§ Dataset content:
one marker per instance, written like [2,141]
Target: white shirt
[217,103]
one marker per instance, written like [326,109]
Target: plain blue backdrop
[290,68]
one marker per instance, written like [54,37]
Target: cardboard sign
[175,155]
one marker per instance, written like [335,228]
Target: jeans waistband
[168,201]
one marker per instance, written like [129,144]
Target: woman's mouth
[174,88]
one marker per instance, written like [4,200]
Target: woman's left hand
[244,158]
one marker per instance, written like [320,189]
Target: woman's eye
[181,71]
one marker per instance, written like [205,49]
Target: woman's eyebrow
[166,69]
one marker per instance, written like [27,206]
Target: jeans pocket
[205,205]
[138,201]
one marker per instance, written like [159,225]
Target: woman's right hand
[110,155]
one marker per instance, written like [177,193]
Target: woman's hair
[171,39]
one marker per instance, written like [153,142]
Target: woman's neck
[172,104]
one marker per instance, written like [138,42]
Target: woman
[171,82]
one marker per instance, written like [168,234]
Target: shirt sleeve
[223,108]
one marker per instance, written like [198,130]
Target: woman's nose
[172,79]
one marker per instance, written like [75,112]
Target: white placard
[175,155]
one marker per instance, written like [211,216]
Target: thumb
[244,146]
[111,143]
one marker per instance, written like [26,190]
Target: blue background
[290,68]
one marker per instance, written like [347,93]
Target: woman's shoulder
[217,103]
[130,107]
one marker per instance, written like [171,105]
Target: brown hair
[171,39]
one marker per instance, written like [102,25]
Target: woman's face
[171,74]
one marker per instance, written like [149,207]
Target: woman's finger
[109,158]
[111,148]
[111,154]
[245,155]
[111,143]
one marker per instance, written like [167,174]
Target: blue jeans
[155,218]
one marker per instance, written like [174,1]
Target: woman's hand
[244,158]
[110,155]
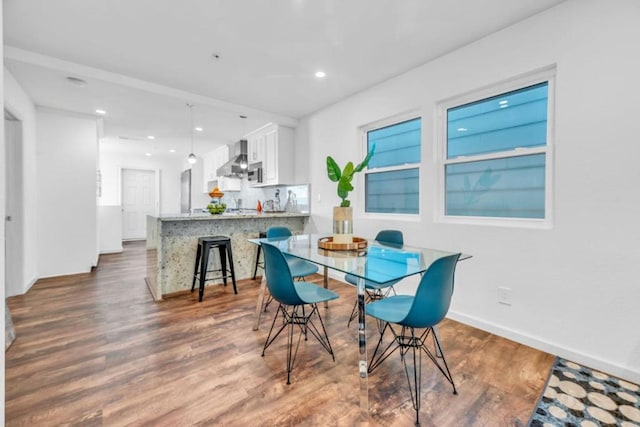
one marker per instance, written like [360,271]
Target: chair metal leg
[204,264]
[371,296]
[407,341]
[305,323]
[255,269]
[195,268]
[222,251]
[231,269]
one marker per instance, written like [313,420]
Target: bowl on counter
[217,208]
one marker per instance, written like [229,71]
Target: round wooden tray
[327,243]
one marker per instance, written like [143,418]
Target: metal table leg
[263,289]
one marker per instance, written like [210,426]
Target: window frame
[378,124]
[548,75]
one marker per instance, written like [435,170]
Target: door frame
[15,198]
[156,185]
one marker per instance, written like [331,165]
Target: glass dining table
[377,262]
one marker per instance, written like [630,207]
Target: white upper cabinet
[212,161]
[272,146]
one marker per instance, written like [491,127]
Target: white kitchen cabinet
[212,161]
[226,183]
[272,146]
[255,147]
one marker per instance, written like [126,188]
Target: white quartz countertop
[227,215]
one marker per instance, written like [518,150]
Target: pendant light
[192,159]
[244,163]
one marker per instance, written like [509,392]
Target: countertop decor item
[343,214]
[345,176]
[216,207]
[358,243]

---

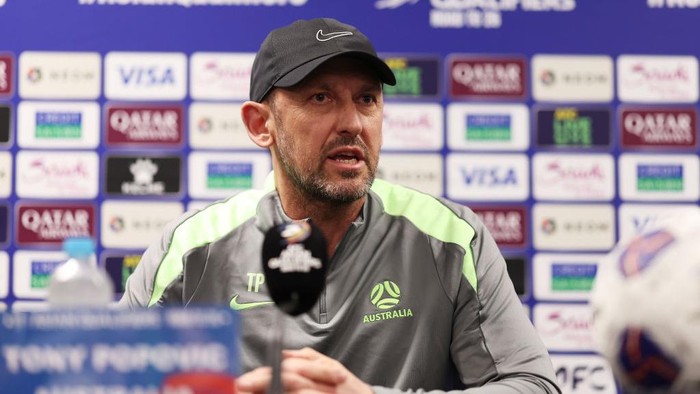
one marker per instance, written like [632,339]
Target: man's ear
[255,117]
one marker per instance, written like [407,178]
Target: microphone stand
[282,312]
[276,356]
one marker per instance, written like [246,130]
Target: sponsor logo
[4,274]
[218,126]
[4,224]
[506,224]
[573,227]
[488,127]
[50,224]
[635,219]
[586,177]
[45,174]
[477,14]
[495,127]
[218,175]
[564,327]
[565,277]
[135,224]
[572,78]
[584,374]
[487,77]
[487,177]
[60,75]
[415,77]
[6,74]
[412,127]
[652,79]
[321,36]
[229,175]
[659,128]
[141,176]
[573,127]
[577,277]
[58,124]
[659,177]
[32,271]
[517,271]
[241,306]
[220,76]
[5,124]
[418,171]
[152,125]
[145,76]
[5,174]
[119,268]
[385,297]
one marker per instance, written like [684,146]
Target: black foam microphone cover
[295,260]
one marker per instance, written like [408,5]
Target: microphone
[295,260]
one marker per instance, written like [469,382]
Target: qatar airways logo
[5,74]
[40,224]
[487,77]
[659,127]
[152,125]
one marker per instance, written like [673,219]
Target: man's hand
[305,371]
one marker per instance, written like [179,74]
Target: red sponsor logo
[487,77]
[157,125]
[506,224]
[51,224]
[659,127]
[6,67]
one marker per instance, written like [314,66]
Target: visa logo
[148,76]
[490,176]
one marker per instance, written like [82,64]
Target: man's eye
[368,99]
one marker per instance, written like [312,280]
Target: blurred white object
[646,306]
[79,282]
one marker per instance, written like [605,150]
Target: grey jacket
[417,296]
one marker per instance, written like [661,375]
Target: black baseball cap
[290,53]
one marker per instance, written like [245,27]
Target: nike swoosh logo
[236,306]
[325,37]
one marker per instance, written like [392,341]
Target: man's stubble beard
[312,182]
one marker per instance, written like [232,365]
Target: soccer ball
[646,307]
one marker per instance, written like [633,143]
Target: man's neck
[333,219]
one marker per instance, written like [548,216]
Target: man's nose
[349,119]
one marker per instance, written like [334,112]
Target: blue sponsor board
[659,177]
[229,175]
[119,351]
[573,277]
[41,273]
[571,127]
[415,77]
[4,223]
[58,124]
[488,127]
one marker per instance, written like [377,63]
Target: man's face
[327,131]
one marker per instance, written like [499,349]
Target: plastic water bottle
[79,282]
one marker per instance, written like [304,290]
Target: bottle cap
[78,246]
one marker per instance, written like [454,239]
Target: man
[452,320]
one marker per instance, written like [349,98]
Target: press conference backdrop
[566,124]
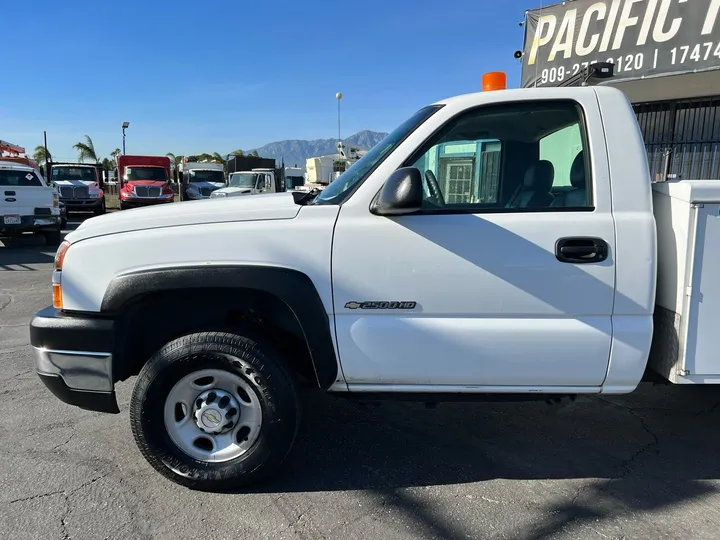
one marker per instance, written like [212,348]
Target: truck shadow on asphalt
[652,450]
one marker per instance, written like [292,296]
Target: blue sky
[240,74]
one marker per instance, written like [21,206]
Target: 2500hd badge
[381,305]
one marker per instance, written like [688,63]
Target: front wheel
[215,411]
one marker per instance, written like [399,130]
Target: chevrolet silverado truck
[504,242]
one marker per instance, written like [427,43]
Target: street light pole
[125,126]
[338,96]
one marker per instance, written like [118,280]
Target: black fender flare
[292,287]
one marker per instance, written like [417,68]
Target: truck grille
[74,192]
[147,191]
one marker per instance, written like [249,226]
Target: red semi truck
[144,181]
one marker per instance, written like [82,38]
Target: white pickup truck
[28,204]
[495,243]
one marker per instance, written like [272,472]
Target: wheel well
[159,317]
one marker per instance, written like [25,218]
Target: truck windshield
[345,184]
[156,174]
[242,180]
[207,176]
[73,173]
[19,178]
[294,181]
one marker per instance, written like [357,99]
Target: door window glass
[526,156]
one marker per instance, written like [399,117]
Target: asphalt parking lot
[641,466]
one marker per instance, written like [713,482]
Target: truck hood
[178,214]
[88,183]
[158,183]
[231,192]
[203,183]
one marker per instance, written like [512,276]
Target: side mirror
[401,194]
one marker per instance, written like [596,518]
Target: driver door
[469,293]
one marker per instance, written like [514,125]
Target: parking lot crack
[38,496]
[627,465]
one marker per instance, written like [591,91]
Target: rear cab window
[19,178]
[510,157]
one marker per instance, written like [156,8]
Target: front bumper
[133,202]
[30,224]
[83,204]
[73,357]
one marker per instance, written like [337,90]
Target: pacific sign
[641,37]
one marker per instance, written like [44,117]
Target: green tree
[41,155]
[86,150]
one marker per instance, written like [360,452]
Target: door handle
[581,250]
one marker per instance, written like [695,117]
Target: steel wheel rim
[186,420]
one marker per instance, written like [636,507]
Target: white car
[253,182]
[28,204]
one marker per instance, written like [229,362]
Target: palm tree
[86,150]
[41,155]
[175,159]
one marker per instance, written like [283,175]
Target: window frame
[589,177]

§ Directions:
Pull out each line of the material above that contains the word "black".

§ Output of the exercise:
Target: black foam microphone cover
Target: black baseball cap
Target: black fender flare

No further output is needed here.